*** Opening SOURCE DATA ***

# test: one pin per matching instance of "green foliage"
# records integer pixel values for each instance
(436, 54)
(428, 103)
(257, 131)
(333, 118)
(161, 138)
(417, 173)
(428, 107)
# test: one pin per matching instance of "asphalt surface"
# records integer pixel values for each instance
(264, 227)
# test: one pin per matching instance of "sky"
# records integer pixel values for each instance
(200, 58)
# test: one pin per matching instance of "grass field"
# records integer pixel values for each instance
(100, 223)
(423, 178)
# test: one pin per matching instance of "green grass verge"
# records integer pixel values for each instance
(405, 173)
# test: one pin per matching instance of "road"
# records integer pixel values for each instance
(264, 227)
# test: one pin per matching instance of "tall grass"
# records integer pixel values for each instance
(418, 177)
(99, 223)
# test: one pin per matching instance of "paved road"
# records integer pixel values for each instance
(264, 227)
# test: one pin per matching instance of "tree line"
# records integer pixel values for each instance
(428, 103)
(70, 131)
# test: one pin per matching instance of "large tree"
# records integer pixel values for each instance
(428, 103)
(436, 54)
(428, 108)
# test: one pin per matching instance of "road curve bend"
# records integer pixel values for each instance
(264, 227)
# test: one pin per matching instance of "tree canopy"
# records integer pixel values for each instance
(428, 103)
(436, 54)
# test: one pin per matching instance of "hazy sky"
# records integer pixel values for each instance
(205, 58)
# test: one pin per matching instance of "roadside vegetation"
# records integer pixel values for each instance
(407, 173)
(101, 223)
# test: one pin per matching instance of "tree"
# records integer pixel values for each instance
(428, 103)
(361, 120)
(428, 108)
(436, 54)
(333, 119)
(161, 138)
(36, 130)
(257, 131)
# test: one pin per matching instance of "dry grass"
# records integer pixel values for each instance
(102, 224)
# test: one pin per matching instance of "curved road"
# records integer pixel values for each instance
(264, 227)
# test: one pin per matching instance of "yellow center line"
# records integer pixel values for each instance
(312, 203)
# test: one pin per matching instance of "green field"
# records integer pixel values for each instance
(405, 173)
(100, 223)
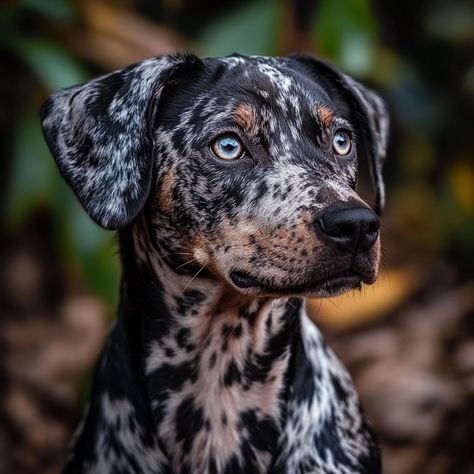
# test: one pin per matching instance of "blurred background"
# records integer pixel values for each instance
(408, 341)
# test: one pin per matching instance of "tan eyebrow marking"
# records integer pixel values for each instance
(246, 117)
(324, 114)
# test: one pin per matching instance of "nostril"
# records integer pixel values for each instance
(373, 227)
(353, 228)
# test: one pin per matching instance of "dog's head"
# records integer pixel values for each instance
(249, 164)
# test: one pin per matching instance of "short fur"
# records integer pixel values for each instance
(202, 374)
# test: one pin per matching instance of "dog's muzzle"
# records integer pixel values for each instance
(351, 229)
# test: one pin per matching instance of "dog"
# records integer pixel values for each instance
(231, 182)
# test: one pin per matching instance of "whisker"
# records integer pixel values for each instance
(186, 263)
(197, 273)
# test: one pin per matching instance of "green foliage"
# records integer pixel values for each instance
(251, 29)
(35, 182)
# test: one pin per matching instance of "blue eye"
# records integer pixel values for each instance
(342, 143)
(228, 147)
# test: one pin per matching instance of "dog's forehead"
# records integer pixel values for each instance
(270, 78)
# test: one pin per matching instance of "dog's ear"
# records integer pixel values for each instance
(101, 135)
(369, 110)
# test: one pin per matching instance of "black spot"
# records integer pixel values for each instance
(182, 337)
(237, 332)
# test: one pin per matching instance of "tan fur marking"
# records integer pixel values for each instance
(246, 117)
(165, 196)
(325, 115)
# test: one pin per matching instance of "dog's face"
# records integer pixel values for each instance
(247, 165)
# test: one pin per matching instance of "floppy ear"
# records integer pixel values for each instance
(101, 135)
(370, 111)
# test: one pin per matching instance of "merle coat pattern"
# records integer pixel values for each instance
(213, 365)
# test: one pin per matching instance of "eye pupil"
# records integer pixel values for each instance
(342, 143)
(227, 148)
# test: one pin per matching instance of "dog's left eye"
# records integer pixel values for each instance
(228, 147)
(342, 143)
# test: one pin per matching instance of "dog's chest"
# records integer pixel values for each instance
(217, 397)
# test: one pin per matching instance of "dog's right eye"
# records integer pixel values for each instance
(228, 147)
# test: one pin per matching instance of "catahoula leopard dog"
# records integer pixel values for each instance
(231, 182)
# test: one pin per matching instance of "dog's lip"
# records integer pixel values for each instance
(342, 280)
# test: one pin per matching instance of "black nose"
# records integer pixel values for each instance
(352, 228)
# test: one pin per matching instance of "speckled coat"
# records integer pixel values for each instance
(201, 373)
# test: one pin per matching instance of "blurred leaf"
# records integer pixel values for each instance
(462, 182)
(451, 21)
(345, 31)
(32, 171)
(251, 29)
(57, 9)
(53, 66)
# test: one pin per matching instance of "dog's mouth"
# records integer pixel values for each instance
(332, 285)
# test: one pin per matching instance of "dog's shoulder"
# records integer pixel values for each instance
(116, 430)
(326, 429)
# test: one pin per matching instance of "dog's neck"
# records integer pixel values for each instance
(213, 363)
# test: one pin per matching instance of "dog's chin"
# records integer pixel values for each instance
(333, 285)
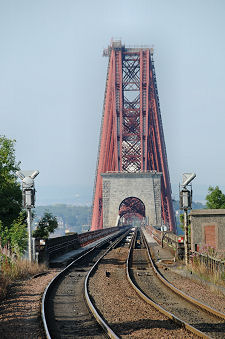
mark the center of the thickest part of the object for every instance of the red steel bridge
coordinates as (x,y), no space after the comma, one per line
(131,137)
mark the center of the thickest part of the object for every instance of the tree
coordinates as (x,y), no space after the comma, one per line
(47,224)
(215,198)
(10,191)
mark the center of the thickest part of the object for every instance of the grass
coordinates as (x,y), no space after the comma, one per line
(14,269)
(215,277)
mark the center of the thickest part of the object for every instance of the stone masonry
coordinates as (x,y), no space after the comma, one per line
(208,229)
(145,186)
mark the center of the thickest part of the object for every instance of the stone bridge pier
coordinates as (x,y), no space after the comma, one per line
(145,186)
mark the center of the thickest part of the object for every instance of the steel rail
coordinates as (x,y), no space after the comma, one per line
(91,306)
(152,303)
(52,283)
(179,292)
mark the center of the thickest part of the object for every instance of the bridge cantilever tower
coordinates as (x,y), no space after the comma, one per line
(131,138)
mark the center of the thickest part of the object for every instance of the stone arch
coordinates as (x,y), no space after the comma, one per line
(119,186)
(131,211)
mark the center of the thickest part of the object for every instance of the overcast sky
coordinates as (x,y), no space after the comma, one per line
(52,81)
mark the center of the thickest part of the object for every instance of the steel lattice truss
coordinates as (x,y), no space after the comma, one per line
(131,138)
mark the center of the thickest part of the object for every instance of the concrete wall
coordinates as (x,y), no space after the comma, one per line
(208,228)
(119,186)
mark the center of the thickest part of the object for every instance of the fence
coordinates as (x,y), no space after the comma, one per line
(213,265)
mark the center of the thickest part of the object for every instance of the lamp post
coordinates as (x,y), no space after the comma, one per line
(185,205)
(28,190)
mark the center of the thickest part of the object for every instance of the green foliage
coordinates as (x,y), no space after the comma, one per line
(182,221)
(215,198)
(10,191)
(18,234)
(73,216)
(47,224)
(15,236)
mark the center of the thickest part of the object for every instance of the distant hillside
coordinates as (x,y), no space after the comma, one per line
(72,217)
(69,217)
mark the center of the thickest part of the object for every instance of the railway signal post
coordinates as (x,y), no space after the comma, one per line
(185,205)
(28,190)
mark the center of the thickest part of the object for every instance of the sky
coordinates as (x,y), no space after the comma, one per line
(52,82)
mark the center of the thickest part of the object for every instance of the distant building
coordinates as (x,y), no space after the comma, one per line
(208,229)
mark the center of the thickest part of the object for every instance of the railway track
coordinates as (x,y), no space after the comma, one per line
(154,289)
(70,308)
(65,313)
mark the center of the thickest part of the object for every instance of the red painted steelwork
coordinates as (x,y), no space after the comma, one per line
(131,138)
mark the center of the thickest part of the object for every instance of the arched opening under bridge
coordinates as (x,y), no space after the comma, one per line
(131,212)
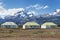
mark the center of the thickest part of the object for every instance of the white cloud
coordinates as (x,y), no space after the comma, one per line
(31,12)
(37,6)
(45,7)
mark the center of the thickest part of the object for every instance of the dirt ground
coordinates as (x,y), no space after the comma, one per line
(30,34)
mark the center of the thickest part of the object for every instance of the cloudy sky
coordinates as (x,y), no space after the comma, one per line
(9,7)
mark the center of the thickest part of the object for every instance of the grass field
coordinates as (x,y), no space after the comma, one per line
(30,34)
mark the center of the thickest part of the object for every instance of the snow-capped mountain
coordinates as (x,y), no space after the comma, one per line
(21,17)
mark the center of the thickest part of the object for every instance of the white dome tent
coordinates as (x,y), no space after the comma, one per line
(9,25)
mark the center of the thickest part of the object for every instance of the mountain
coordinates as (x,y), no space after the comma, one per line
(22,17)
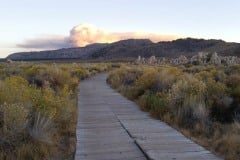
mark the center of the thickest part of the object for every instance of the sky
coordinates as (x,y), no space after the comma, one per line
(29,25)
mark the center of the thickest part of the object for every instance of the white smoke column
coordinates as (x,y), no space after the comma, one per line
(85,34)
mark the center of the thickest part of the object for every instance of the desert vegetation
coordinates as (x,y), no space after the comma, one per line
(38,109)
(201,101)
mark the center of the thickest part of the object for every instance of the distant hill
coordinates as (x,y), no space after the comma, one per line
(132,48)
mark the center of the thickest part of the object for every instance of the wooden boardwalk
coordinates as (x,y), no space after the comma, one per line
(110,127)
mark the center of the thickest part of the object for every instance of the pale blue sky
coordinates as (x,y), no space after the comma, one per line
(27,19)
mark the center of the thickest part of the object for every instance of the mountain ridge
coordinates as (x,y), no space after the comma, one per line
(131,48)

*** Closing SOURCE DATA ***

**WORK REQUIRED:** Look through the records for the string "blurred". Copy every line that has it.

**SOLVED PROBLEM:**
# test: one pin per matching instance of "blurred background"
# test: one pin per matching instance of "blurred leaf"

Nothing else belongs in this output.